+++ Source passage

The Miami Training Session That Became a Glove Company

The Miami Training Session That Became a Glove Company - Kachi Sports

By Carlos Castillo, Co-Founder, Kachi Gloves.

There's a clean version of the Kachi Gloves origin story — two former MLB pitchers, one Miami academy, premium Japanese leather, a shared vision. That version is true. It's also tidy in a way that the actual story wasn't.

The actual story is five specific conversations between 2021 and 2026, and most of them were about pitching mechanics, not glove construction.

Pitch One — November 2021

Julio Teherán came to the academy to work on his arm slot. He'd finished a rough 2021 with the Tigers — shoulder injury, limited innings — and was looking for whatever was left in the tank at age 30.

I told him his arm angle was too high. It was a three-quarters delivery being over-rotated by a body that had thrown more than 1,300 Major League innings. The shoulder was telling him something. I suggested we drop the angle two or three degrees, reduce the deceleration load, and put that stress somewhere other than the back of his shoulder capsule.

He was skeptical. 2× All-Stars get skeptical when journeyman former-relievers tell them to change anything. We threw long toss for a week. By day four he was throwing three-quarter comfortably, and the elbow-down finish was letting his two-seam bite late instead of cutting flat.

That's when I showed him a different glove.

Pitch Two — The First Glove Conversation

Julio had been using the same retail pitcher's glove pattern for most of his career. It was a good glove — game-legal, standard Japanese-manufacturer construction, two-piece web. Perfectly adequate.

But I'd spent four years in Japan and Taiwan before my 2011 retirement — Fukuoka Daiei Hawks in the NPB, Macoto Cobras and Brother Elephants in the CPBL — and I'd learned that Japanese Kip leather is cut and treated differently when it's destined for the NPB market versus when it's destined for US retail. The same stamp doesn't always mean the same glove. Higher-grade Kip goes to the professional tier in Japan. The retail export tier is a different cut.

I pulled out a glove I'd built for one of my academy pitchers — same leather tier as my NPB gear — and asked him to try it. He flexed it, opened and closed the web, and made the face you make when your wrist tells your brain the thing is 20% lighter than it should be.

He asked where I got it. I told him I made it.

Pitch Three — The Changeup Grip

By the time Julio came back the next offseason, we'd started calling the Miami visits "training camps." He'd thrown most of 2022 in the Atlantic League with the Staten Island FerryHawks, keeping himself sharp for a Mexican League run. The arm was holding up. The cutter was working. The changeup was the next project.

His changeup had always been a two-seam orientation with the horseshoe pointed away from his release. Standard deception grip. I told him to move it a quarter-inch deeper into his palm and angle the middle finger pressure toward the inside seam. He asked why. I said because his slower heartbeat at 31 was going to slow the arm action just enough to telegraph the grip, and hiding the ball deeper in the hand would buy him two-tenths of a second of deception.

++++++
+++ Data excerpts

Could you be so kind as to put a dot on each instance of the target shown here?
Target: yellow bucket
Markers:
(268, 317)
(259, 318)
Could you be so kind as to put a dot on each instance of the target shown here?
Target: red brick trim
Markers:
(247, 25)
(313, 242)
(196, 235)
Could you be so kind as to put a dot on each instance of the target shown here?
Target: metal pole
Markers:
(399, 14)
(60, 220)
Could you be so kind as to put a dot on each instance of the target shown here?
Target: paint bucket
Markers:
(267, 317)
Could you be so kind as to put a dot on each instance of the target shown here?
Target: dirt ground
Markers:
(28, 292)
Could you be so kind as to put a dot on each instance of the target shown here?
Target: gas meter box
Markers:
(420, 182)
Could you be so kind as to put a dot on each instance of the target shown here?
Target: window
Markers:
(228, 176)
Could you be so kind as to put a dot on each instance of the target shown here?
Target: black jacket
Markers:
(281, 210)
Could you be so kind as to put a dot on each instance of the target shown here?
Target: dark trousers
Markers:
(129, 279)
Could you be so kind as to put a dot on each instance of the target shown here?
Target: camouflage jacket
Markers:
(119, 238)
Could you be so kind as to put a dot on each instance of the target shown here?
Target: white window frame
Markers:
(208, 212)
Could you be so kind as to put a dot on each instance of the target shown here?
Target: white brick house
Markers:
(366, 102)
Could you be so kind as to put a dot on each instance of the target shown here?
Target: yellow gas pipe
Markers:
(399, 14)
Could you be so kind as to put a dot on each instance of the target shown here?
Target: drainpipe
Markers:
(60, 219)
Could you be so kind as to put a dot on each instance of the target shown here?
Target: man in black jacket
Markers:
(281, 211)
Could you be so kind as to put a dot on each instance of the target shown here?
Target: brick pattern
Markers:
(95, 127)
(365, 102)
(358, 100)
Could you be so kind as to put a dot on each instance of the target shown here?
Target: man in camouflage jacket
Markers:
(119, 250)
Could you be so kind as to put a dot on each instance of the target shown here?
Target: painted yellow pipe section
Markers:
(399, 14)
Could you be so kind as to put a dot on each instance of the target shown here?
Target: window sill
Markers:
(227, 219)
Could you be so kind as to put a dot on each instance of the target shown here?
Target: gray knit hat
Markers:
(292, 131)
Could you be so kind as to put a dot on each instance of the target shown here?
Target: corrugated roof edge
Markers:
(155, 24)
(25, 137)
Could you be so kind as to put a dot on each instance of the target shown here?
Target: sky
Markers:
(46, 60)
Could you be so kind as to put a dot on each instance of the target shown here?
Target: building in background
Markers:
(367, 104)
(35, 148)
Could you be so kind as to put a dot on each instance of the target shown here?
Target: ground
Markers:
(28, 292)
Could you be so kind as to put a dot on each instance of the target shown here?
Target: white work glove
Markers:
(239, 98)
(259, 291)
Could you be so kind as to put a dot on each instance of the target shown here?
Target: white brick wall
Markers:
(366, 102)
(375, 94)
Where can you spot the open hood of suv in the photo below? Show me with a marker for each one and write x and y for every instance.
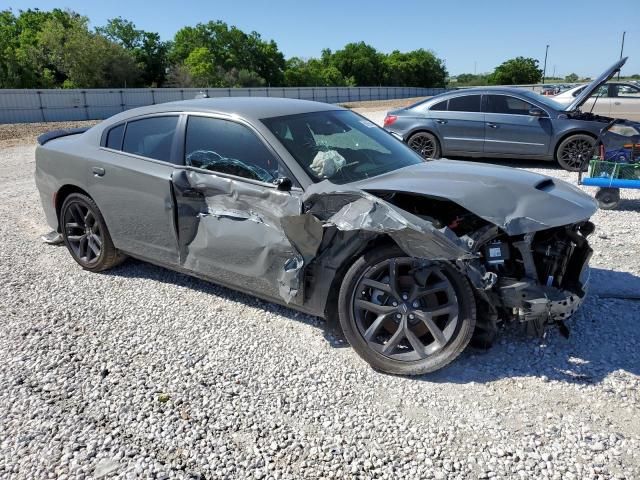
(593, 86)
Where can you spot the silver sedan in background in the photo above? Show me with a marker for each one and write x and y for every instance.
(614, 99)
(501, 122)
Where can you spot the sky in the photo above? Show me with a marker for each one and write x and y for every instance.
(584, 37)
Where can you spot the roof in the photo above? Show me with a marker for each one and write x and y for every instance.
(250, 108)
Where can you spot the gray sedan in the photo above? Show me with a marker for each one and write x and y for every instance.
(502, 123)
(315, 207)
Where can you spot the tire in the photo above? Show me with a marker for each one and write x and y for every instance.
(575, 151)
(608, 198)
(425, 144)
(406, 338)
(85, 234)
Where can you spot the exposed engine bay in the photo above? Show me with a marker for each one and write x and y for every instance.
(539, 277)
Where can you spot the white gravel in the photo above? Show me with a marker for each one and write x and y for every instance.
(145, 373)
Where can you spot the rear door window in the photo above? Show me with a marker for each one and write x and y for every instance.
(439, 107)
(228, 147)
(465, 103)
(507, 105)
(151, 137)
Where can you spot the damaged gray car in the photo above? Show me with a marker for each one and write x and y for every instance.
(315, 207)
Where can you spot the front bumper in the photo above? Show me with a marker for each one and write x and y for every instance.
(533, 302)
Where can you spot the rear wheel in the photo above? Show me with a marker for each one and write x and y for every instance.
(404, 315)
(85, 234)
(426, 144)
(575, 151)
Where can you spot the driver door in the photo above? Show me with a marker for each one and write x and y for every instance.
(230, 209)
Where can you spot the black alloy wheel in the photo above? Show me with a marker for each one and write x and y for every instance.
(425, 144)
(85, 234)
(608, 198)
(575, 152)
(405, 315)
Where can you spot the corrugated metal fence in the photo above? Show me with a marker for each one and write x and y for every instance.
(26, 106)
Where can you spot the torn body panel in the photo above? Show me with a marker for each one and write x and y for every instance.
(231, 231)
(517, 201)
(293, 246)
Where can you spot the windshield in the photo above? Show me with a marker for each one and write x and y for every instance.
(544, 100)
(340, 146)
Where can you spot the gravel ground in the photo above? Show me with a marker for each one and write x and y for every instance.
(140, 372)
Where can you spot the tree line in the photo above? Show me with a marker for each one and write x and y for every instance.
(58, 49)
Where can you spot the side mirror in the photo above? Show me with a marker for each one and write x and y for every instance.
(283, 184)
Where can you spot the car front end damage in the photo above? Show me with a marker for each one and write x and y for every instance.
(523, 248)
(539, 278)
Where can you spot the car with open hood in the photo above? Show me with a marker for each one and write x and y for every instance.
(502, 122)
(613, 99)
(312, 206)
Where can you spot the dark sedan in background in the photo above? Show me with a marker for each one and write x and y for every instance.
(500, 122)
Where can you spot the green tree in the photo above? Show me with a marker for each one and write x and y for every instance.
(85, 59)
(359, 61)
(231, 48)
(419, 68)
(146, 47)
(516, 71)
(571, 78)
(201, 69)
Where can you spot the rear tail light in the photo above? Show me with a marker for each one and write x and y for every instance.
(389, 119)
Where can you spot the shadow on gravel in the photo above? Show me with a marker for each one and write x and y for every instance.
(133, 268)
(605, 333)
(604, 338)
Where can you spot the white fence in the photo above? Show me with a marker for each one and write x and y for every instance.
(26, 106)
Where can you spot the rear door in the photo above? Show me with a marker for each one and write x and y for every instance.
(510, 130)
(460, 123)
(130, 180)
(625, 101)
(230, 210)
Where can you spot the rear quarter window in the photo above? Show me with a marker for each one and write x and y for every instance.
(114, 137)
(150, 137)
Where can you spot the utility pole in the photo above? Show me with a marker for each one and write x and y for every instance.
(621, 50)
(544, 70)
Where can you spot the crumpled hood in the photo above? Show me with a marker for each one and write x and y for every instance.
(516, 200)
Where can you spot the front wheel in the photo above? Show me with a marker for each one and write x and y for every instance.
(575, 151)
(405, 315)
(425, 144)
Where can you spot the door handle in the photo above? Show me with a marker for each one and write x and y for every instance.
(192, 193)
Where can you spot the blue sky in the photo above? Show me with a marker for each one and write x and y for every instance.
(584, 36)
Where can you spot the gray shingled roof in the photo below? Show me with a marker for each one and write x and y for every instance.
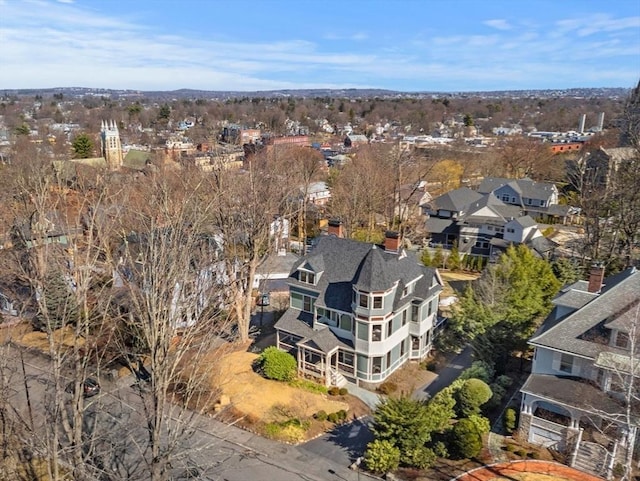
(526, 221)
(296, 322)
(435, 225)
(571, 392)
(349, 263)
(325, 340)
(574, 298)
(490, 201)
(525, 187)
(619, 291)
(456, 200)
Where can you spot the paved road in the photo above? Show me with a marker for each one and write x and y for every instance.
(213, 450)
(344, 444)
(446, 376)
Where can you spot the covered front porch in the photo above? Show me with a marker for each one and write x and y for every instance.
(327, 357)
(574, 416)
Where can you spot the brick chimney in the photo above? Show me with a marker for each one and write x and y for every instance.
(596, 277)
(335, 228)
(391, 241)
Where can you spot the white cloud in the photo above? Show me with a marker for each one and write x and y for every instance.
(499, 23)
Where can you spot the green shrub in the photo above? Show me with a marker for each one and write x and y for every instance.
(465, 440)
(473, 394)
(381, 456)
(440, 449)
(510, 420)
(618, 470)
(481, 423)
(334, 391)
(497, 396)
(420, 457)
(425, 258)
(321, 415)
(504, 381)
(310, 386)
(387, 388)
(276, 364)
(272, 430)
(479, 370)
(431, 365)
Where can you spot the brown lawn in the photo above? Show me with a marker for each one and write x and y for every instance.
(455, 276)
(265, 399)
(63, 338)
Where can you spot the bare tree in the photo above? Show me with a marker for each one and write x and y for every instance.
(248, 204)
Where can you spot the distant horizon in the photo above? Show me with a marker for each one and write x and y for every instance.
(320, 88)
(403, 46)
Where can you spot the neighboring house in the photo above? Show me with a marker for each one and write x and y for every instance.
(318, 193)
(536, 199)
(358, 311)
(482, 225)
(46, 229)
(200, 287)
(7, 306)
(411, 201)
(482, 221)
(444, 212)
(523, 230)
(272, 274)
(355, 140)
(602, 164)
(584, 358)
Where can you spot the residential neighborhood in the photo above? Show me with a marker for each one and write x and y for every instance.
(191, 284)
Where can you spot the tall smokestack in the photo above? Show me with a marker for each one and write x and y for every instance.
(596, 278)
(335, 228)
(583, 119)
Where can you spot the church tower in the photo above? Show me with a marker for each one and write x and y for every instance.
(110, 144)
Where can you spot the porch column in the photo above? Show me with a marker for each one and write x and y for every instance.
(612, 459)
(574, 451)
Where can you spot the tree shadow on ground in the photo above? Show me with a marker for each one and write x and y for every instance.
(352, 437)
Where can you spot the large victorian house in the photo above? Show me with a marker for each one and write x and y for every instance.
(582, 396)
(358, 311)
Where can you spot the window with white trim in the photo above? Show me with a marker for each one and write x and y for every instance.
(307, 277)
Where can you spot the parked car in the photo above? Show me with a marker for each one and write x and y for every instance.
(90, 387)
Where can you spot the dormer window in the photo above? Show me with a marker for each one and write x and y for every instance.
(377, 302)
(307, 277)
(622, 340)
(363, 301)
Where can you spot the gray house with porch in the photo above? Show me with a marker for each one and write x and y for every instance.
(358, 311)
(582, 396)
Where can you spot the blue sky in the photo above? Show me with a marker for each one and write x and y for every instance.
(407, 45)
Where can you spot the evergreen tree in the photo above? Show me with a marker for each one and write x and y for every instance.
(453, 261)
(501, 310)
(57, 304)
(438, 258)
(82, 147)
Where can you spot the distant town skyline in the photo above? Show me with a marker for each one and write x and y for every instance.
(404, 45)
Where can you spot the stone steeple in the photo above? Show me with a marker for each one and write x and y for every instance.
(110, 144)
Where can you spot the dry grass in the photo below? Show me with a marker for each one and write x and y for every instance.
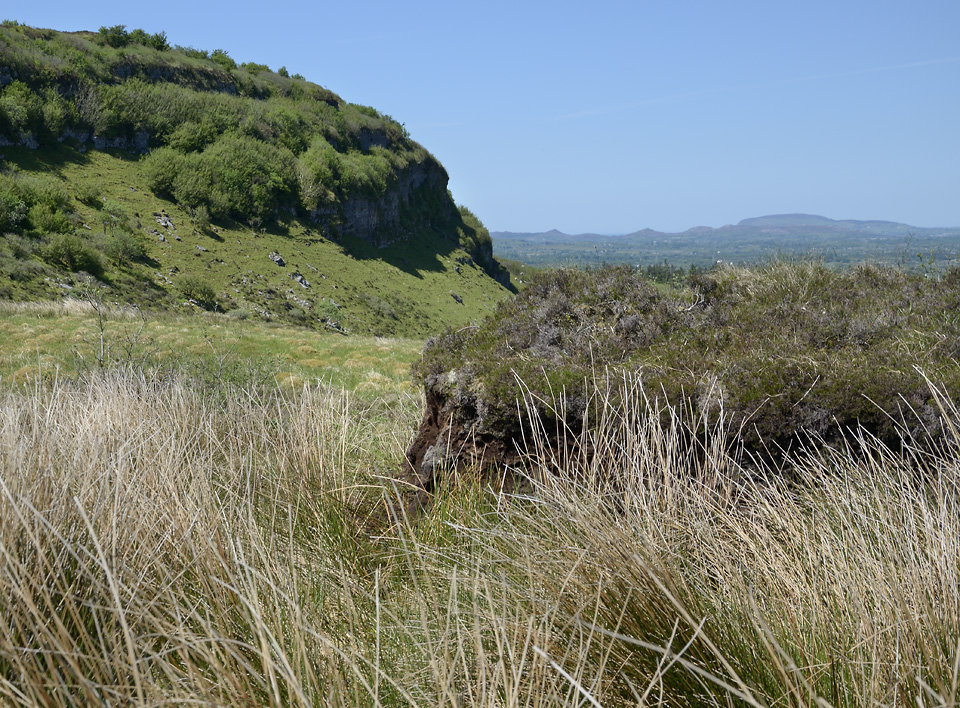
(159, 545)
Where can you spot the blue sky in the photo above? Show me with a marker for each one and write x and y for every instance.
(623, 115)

++++++

Required work>
In the glove company origin story, which teams does Carlos Castillo name from his years in Japan and Taiwan? List them all.

Problem solution>
Fukuoka Daiei Hawks
Macoto Cobras
Brother Elephants